[[ Records to process open ]]

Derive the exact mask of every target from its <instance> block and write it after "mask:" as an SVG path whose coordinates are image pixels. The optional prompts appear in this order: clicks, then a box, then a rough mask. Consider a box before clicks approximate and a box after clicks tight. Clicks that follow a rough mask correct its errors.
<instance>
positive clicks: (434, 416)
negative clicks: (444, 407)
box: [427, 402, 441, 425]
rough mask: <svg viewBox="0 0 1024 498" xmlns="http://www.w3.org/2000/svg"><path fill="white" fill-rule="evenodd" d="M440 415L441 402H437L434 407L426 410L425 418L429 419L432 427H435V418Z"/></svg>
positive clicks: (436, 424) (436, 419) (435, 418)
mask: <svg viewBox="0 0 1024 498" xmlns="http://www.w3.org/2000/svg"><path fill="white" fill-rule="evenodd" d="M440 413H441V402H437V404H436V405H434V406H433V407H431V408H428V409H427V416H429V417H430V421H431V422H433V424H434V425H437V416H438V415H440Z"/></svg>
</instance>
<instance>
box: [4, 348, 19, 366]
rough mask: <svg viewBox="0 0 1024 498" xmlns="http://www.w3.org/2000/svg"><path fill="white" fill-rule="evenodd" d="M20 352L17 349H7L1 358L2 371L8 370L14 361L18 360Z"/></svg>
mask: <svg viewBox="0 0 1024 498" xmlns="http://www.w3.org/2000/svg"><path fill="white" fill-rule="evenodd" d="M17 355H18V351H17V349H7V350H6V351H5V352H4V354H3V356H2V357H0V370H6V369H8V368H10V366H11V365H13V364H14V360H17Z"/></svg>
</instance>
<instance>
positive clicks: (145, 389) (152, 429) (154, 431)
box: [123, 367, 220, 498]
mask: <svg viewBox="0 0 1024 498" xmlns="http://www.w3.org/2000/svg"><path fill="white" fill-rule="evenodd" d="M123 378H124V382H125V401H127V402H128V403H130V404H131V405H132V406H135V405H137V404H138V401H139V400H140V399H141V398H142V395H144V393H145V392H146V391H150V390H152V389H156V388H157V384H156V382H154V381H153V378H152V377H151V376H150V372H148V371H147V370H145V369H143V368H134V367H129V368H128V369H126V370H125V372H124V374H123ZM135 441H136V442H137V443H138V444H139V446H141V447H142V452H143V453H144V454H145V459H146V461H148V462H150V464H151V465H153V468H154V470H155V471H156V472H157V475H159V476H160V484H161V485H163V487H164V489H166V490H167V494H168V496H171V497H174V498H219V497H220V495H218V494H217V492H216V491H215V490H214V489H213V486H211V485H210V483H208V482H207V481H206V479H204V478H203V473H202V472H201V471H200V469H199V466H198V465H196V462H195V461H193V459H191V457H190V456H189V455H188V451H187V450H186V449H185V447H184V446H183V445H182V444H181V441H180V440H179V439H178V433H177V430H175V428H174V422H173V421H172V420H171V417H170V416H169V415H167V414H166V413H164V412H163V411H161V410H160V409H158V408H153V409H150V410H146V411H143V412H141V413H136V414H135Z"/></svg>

[[ Records to process closed ]]

• _Problem description_:
Rewrite the records above with "coarse mask" substituted for every occurrence of "rough mask", leaving everything else unchanged.

• _Reply to the task_:
Derive the exact mask of every target from its <instance> block and write it after "mask:" as an SVG path whose coordinates are image pixels. The optional prompts appear in this order: clicks, then a box, then a coarse mask. Consider a box before clicks approximate and a box after clicks tight. Clicks that follow a coarse mask correct its errors.
<instance>
positive clicks: (434, 416)
negative clicks: (444, 407)
box: [427, 402, 441, 425]
coarse mask: <svg viewBox="0 0 1024 498" xmlns="http://www.w3.org/2000/svg"><path fill="white" fill-rule="evenodd" d="M440 415L441 402H437L434 407L426 410L425 418L429 419L432 427H435V418Z"/></svg>
positive clicks: (436, 424) (436, 419) (435, 418)
mask: <svg viewBox="0 0 1024 498" xmlns="http://www.w3.org/2000/svg"><path fill="white" fill-rule="evenodd" d="M440 413H441V402H437V404H436V405H434V406H433V407H431V408H428V409H427V416H429V417H430V421H431V422H433V424H434V425H437V416H438V415H440Z"/></svg>
</instance>
<instance>
box: [4, 348, 19, 366]
coarse mask: <svg viewBox="0 0 1024 498" xmlns="http://www.w3.org/2000/svg"><path fill="white" fill-rule="evenodd" d="M20 352L17 349H7L1 358L2 371L8 370L14 361L18 360Z"/></svg>
mask: <svg viewBox="0 0 1024 498" xmlns="http://www.w3.org/2000/svg"><path fill="white" fill-rule="evenodd" d="M17 355H18V351H17V349H7V350H6V351H5V352H4V354H3V356H2V357H0V370H6V369H8V368H10V366H11V365H13V364H14V360H17Z"/></svg>
</instance>
<instance>
positive clicks: (145, 389) (152, 429) (154, 431)
box: [123, 367, 220, 498]
mask: <svg viewBox="0 0 1024 498" xmlns="http://www.w3.org/2000/svg"><path fill="white" fill-rule="evenodd" d="M123 378H124V382H125V401H127V402H128V403H130V404H131V405H132V406H135V405H137V404H138V401H139V400H140V399H141V398H142V395H144V393H145V392H146V391H150V390H152V389H156V388H157V384H156V382H154V381H153V378H152V377H151V376H150V372H148V371H147V370H145V369H143V368H134V367H129V368H128V369H126V370H125V372H124V374H123ZM135 441H136V442H137V443H138V444H139V446H141V447H142V452H143V453H144V454H145V459H146V461H148V462H150V464H151V465H153V468H154V470H155V471H156V472H157V475H159V476H160V484H161V485H163V487H164V489H166V490H167V494H168V496H171V497H174V498H219V497H220V495H218V494H217V492H216V491H215V490H214V489H213V486H211V485H210V483H208V482H207V481H206V479H204V478H203V473H202V472H201V471H200V469H199V466H198V465H196V462H195V461H193V459H191V457H190V456H189V455H188V451H187V450H186V449H185V447H184V446H183V445H182V444H181V441H180V440H179V439H178V433H177V430H175V428H174V422H173V421H172V420H171V417H170V416H169V415H167V414H166V413H164V412H163V411H161V410H160V409H158V408H153V409H150V410H146V411H143V412H141V413H136V414H135Z"/></svg>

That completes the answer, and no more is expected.